The transducer 206, the transducer 208 and the transducer 211 may
comprise a piezoelectric ceramic or a magnetostrictive material
that converts electric energy into vibration and vice versa. The
transducer 206 may operate both as a transmitter and a receiver. In
operation, in some embodiments, the transducer 206 operates in a
pulse-echo mode. The transducer 206 is configured to emit a pulse
(e.g., in a collimated fashion) in a direction substantially toward
the surface 220 of the formation 202. The transducer 206 then
receives the reflection of the vibration off the surface 220 (the
echo). The transducer 206 may determine the travel time (t.sub.A)
of the reflected pulse.
In operation, in some embodiments, the transducer 208 and the
transducer 211 operate in a pitch-catch mode. The transducer 208
and the transducer 211 are configured to emit a pulse towards the
face 220 of the formation 202 at an angle, .theta. (the pitch). The
pulse is then reflected, according to Snell's law. The reflections
are received by the transducer 206 (the catch). The travel time
(t.sub.B) and the travel time (t.sub.C) for the pulse from the
transducer 208 and the transducer 211, respectively, of the
reflected pulses may be determined. The pairs of measurements
(t.sub.A, t.sub.B) and (t.sub.A, t.sub.C) may be used to calculate
two values for the acoustic velocity. Each of the two values for
the acoustic velocity may be compared to the moving-average speed
of sound (as described above). While described with two and three
transducers, some embodiments may incorporate any number of
transducers therein.

[Rows of box annotation data]

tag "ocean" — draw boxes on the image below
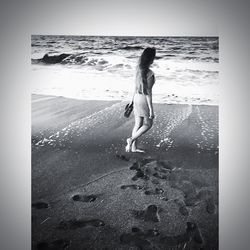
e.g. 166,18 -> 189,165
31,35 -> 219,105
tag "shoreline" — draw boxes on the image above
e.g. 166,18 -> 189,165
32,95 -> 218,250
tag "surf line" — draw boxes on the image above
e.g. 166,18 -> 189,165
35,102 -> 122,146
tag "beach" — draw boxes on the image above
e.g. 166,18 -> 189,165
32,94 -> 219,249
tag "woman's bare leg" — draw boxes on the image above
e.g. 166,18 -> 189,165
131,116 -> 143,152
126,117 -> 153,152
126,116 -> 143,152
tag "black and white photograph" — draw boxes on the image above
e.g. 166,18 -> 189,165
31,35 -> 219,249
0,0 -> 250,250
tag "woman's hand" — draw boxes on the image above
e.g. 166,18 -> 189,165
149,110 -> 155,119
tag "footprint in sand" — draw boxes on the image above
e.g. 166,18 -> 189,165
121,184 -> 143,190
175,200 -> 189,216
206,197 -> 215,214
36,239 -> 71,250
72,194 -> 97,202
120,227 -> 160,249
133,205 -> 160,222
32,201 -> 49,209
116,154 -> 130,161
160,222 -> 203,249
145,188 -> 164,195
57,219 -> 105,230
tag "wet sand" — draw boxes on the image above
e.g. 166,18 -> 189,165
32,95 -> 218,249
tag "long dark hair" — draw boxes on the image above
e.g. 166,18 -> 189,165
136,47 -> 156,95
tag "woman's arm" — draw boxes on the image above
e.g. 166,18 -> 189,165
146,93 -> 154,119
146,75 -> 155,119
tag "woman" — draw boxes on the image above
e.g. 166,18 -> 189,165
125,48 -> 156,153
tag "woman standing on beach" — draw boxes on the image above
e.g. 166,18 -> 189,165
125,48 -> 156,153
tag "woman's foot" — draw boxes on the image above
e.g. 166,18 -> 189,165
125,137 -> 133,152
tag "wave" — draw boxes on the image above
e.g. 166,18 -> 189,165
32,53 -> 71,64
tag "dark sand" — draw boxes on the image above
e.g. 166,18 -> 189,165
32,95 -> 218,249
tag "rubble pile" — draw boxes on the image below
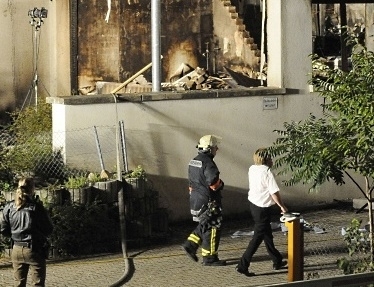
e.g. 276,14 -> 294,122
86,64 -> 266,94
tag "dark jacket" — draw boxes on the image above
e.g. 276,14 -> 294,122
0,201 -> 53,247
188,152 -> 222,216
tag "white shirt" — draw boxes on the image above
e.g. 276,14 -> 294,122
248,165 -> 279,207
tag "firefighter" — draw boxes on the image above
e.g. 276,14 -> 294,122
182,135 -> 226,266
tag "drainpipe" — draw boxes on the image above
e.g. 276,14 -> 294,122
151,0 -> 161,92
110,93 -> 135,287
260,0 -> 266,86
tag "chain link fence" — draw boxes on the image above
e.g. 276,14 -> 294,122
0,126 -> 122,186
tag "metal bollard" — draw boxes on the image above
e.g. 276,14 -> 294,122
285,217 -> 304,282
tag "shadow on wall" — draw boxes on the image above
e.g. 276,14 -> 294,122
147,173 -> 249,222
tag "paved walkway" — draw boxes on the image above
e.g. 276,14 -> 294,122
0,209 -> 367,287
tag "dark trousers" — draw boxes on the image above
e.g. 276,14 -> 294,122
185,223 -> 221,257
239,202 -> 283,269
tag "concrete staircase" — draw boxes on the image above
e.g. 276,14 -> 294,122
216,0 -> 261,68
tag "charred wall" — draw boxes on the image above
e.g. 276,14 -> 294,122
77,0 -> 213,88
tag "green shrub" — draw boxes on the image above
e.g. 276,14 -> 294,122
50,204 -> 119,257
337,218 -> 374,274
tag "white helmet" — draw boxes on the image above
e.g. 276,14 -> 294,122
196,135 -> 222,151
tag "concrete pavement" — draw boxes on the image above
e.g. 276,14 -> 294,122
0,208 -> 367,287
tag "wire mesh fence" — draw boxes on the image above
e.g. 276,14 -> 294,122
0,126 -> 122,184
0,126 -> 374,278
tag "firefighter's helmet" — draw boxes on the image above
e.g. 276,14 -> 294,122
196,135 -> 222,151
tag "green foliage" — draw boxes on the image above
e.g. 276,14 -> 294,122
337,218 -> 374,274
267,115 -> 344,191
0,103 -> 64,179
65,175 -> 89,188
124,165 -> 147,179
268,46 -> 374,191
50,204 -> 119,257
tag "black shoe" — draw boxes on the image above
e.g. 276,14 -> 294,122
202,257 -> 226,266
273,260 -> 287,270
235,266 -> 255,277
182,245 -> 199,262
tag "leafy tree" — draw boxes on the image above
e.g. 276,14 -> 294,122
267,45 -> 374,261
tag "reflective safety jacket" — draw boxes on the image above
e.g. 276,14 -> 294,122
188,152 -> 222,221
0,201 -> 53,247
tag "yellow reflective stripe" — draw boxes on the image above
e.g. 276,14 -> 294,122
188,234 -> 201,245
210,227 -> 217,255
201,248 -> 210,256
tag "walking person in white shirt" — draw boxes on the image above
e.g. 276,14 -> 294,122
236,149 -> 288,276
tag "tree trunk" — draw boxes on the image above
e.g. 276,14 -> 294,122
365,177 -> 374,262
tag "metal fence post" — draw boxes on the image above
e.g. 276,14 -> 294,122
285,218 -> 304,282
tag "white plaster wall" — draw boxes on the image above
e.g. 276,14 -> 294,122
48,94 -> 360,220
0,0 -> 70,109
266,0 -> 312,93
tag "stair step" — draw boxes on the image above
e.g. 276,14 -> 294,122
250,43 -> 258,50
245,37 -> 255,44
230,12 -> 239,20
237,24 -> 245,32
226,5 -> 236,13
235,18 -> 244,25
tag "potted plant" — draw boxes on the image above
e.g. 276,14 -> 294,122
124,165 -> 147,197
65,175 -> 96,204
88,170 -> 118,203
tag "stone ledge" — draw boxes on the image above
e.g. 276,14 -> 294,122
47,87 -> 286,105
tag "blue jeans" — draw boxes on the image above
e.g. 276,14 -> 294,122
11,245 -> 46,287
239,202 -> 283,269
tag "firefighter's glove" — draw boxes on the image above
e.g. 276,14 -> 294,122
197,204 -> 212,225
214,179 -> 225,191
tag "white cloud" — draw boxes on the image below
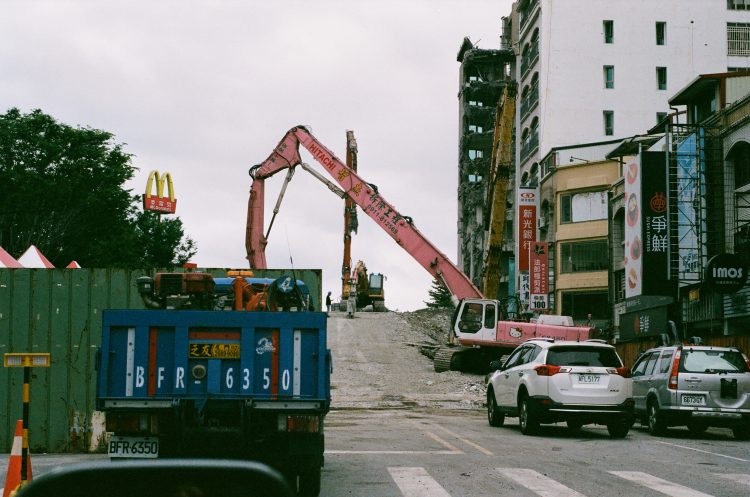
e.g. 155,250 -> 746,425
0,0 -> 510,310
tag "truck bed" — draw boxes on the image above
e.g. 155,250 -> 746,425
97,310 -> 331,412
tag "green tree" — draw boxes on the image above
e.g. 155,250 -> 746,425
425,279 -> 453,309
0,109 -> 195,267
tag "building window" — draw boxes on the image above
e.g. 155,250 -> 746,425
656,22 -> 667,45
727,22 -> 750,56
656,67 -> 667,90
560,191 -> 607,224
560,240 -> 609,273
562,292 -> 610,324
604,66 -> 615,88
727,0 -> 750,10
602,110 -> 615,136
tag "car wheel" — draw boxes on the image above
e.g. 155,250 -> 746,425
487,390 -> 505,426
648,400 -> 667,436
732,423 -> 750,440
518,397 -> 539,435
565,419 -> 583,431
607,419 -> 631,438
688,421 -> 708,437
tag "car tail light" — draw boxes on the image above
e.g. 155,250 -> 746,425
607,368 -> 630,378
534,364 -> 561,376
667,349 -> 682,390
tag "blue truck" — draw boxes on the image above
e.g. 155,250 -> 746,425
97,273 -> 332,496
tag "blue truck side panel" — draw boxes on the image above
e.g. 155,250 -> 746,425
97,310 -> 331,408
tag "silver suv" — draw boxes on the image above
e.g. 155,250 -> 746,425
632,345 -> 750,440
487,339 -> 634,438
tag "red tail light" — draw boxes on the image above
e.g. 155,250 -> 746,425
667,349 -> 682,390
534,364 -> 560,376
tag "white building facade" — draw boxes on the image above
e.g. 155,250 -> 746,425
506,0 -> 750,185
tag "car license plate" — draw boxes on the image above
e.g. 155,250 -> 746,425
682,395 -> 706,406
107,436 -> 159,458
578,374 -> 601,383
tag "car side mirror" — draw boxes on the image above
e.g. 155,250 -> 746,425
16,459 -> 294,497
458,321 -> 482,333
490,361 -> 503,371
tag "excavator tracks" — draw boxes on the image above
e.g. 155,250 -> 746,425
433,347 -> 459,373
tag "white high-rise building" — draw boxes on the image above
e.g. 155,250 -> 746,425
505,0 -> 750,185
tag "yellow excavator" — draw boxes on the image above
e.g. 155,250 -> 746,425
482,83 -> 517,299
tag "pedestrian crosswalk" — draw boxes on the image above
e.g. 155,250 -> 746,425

...

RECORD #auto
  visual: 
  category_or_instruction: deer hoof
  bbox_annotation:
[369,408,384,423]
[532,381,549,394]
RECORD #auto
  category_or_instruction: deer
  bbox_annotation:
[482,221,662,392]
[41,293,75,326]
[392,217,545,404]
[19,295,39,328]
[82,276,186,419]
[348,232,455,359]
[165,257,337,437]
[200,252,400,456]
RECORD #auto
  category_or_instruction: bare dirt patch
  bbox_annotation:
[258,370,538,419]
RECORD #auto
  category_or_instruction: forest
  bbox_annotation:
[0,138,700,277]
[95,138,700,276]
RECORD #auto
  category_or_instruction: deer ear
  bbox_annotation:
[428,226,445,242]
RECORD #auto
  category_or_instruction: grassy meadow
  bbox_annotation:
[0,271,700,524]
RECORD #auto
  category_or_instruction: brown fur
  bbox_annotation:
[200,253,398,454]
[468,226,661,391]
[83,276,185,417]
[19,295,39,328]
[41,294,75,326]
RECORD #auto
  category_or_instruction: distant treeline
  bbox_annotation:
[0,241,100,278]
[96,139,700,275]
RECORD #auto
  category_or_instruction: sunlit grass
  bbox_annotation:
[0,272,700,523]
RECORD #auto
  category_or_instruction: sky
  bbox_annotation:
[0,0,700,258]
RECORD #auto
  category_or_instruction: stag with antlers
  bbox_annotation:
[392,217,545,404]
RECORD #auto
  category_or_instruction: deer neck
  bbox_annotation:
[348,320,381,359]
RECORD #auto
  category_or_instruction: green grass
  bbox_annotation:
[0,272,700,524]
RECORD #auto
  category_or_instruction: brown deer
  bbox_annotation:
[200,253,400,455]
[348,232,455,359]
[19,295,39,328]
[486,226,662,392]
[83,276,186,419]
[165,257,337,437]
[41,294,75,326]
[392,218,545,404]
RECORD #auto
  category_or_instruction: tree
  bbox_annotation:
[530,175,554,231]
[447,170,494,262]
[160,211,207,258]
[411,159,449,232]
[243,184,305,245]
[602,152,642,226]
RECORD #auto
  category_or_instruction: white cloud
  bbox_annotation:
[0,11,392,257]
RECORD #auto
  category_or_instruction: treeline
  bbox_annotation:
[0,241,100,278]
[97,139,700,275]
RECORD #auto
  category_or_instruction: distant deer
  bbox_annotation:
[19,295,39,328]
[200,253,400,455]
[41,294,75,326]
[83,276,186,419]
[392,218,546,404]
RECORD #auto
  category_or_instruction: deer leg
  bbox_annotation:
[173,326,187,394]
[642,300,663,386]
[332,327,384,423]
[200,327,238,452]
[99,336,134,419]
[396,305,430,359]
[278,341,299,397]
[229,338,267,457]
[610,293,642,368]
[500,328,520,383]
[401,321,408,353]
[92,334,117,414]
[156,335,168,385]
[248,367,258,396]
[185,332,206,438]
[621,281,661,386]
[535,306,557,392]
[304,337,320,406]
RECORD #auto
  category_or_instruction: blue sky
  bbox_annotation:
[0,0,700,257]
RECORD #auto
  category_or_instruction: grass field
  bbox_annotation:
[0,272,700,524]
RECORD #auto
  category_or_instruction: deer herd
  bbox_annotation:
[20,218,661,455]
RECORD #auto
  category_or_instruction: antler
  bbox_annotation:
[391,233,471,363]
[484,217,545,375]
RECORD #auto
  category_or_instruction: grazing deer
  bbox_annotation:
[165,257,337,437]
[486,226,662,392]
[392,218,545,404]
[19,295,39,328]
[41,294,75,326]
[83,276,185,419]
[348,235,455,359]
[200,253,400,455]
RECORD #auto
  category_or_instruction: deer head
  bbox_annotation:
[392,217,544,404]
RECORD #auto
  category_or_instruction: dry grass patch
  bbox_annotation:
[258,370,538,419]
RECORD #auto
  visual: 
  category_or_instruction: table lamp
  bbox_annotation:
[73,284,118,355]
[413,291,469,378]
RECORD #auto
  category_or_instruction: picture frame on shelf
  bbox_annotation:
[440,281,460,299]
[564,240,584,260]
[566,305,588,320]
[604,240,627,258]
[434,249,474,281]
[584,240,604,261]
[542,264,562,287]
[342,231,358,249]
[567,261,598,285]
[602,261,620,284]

**WHAT TO WORK ON:**
1: According to the transducer text, in what mode does transducer 206 operate in some embodiments?
2: Write the next part of the transducer text, starting after its final sentence.

**TASK RESPONSES:**
1: A pulse-echo mode.

2:
FIG. 3 illustrates a downhole tool having transducers, according to
other example embodiments. FIG. 3 illustrates a downhole tool 304
that may be part of a drill string for drilling into a formation
302. As shown, the downhole tool 304 is within a borehole that is
drilled into the formation 302. An example MWD operating
environment wherein the downhole tool 304 may operate is described
in more detail below. The formation 302 comprises a face 303. An
annulus 350 is between the downhole tool 304 and the formation 302.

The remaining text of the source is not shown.